Fragmento propuesto:
------------------------------------
Se trataba de 13 códices que contenían 52 textos gnósticos escritos en copto (idioma de la primitiva Iglesia egipcia). Más de 1.000 páginas en total. Es lo que hoy conocemos como la Biblioteca de Nag Hammadi, cuyos manuscritos se conservan en el Museo Copto de El Cairo.
Lamentablemente, tardó un tiempo en conocerse la existencia de esos papiros, pues ambos descubridores negociaron con ellos en el mercado ilegal de antigüedades. Incluso quemaron algunos en el horno de su hogar, ajenos a la importancia de esos legajos antiquísimos. Sería muy largo contar todas las vicisitudes que se produjeron mientras los documentos pasaron de mano en mano entre los anticuarios y otros avispados negociantes, y los tejemanejes políticos que sucedieron a posteriori, hasta que por fin fueron recuperados por el Museo Copto y puestos a disposición de eminentes especialistas en la materia.
------------------------------------
Extracto de datos:
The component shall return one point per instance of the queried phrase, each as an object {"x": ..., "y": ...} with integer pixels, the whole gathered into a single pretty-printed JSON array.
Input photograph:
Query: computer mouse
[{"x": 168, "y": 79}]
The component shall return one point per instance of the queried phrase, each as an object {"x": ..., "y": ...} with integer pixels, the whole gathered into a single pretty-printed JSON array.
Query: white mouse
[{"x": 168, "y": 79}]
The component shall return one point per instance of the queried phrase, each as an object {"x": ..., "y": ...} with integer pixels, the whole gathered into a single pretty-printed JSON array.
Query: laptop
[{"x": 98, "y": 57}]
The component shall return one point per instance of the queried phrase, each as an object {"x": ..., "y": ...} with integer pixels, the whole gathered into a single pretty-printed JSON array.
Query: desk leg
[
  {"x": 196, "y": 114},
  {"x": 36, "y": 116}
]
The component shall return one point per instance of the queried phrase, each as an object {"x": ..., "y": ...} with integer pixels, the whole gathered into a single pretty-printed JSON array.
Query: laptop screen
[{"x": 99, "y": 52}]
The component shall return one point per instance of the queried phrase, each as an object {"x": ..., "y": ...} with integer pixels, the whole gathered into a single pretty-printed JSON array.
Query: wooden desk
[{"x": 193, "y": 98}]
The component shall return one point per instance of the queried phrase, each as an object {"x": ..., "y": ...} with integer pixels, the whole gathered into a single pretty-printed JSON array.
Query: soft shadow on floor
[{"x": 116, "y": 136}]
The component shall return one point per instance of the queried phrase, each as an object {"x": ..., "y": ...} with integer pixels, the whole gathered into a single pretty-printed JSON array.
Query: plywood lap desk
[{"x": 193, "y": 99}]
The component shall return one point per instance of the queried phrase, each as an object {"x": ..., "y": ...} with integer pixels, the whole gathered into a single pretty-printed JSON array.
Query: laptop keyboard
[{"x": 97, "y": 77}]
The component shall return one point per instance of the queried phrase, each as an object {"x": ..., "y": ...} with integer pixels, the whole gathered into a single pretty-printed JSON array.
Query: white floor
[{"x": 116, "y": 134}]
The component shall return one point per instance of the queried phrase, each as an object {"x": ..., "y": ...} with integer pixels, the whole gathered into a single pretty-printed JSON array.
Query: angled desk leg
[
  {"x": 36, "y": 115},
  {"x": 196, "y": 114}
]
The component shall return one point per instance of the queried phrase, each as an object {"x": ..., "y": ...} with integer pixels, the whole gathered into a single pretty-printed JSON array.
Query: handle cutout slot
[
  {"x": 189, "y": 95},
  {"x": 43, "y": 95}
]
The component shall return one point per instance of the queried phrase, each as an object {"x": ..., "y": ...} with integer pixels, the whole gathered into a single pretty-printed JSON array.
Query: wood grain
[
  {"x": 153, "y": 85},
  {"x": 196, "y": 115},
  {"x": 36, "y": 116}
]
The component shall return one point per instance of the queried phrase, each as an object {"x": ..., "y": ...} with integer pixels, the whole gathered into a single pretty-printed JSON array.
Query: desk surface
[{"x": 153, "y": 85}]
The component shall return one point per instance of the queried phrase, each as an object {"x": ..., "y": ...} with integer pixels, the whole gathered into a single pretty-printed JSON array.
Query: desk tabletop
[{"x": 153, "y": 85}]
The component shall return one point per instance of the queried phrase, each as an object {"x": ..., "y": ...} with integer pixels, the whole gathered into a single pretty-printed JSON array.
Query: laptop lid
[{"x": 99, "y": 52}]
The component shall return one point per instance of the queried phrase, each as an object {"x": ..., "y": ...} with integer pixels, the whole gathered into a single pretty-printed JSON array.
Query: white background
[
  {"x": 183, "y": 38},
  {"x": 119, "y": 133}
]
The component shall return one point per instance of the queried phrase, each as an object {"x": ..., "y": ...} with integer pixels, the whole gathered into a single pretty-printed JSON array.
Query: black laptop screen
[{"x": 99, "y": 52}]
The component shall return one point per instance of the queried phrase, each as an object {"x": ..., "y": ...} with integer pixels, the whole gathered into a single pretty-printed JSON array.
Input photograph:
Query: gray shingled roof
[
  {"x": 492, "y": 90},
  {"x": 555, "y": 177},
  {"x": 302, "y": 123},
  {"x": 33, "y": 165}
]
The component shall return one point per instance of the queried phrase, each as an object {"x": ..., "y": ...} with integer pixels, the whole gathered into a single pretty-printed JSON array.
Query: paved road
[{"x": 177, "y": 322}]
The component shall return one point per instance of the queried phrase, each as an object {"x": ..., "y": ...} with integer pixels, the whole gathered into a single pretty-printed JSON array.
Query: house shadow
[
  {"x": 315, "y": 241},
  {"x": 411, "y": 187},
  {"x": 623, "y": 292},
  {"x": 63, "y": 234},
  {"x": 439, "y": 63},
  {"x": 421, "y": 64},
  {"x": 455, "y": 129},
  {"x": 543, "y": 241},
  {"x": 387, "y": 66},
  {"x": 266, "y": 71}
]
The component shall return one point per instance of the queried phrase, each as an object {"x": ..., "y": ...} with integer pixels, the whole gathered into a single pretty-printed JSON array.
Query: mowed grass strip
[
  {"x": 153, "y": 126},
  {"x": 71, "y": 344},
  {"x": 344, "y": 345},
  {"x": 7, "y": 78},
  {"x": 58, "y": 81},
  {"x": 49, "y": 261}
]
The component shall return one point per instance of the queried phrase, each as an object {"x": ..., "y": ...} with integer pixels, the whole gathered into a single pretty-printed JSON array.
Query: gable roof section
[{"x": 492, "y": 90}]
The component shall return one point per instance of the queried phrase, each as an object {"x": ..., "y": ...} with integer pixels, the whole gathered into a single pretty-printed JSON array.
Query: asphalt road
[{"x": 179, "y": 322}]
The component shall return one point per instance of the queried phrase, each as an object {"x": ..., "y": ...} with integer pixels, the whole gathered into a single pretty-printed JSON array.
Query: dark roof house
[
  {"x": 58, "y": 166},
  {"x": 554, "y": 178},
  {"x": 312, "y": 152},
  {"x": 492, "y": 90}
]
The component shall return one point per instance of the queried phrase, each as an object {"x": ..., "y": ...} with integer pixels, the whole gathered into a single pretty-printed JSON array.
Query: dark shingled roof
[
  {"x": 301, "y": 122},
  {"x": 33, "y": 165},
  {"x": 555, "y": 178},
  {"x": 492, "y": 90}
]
------------------------------------
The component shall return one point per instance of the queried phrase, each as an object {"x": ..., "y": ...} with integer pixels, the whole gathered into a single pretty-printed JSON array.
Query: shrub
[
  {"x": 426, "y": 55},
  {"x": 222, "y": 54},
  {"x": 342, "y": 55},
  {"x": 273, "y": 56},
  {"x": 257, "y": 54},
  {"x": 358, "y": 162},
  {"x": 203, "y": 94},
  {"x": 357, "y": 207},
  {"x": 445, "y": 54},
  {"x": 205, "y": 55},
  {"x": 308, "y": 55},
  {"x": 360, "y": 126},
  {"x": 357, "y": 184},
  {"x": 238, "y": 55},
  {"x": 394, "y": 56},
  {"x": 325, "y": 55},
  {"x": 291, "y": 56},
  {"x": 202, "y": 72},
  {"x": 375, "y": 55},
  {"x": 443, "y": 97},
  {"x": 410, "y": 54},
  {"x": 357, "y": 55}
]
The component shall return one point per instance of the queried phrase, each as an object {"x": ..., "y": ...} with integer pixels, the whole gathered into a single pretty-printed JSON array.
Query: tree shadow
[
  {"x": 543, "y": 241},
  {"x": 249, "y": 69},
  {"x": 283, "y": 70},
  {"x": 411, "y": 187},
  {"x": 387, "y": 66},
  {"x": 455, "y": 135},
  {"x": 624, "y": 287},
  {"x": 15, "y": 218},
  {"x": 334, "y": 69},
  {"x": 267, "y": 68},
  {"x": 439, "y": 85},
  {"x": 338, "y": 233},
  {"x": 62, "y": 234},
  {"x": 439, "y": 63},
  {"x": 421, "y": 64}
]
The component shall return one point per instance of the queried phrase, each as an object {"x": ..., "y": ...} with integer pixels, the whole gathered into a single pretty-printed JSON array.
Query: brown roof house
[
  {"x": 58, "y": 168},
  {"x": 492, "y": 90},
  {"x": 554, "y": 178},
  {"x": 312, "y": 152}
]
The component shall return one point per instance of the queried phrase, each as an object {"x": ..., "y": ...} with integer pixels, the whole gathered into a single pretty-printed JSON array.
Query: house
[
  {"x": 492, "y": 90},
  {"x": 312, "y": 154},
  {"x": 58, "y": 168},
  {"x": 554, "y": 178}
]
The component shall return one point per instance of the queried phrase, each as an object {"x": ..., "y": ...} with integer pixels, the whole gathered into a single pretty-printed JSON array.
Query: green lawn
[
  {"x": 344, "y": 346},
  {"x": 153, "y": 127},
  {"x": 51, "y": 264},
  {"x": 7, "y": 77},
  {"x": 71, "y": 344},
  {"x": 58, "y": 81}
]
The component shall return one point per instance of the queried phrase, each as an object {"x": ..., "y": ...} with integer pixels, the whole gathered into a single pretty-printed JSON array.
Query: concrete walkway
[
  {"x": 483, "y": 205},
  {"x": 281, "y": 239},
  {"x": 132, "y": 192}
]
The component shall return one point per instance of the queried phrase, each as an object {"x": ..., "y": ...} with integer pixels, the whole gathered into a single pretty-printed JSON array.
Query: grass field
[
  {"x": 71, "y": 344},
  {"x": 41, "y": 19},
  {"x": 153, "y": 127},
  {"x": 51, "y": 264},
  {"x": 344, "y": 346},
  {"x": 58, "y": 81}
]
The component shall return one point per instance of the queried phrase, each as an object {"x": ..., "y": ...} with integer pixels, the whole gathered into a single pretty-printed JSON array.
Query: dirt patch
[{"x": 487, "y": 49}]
------------------------------------
Ejercicio propuesto:
Prosigue el fragmento sobre la Biblioteca de Nag Hammadi a partir de su última oración.

Resultado a continuación:
“Los descubrimientos de Nag Hammadi estuvieron expuestos a una serie de desgracias: obstáculos políticos, pleitos y, sobre todo, celos entre los sabios, del tipo: ‘yo he sido el primero’, constituyendo desde entonces este último factor una verdadera crónica escandalosa de los círculos académicos contemporáneos”, escribió el investigador alemán Hans Jonas. De hecho, hubo que esperar hasta 1972 para que saliera a la luz el primer volumen con las fotografías de los papiros. Entre ellos encontramos el célebre Evangelio de Tomás en su integridad, del que teníamos referencias por fuentes cristianas primitivas, así como la Hipóstasis de los arcontes, el Segundo tratado del gran Seth, el Evangelio de la verdad, la Exégesis del alma, el Apocalipsis gnóstico de Pedro, el Libro secreto de Juan, el Diálogo del salvador, etc.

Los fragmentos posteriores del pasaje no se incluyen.